**WHAT IS NEEDED**
Reproduce the passage of the exhibition description starting with "This exhibition brings" and going on through "and new media.", substituting "show" for "exhibition".

Curated by Sandy Wimer and Sheri Lullo
January 3 – March 13, 2018
Feigenbaum Center for Visual Arts
Crowell and West Galleries
Mokuhanga: Impressions Past and Present
Mokuhanga refers to the traditional Japanese technique of hand-printing images from carved blocks of wood. Moku means “wood,” and hanga which is a combination of the words for “print” or “impression” (han and “picture” ga), refers to “printmaking.”
This exhibition brings together prints created by three generations of artists working with mokuhanga techniques. The earliest works, which are part of Union College’s Permanent Collection, date to the latter half of Japan’s Edo period ( 1615-1868), the formative era of this woodblock printing tradition. Two works by the modern Japanese printmaker Umetaro Azechi (1902-1999) are also included by generous loan from James McNaughton. The bulk of the exhibit consists of prints by contemporary American and Japanese artists who employ traditional techniques, sometimes exclusively, and at other times in combination with other processes and new media.

**DATASET SECTION**
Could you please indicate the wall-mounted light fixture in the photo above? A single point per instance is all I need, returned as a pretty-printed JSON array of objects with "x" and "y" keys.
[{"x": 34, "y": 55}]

**TASK OUTPUT**
This show brings together prints created by three generations of artists working with mokuhanga techniques. The earliest works, which are part of Union College’s Permanent Collection, date to the latter half of Japan’s Edo period ( 1615-1868), the formative era of this woodblock printing tradition. Two works by the modern Japanese printmaker Umetaro Azechi (1902-1999) are also included by generous loan from James McNaughton. The bulk of the exhibit consists of prints by contemporary American and Japanese artists who employ traditional techniques, sometimes exclusively, and at other times in combination with other processes and new media.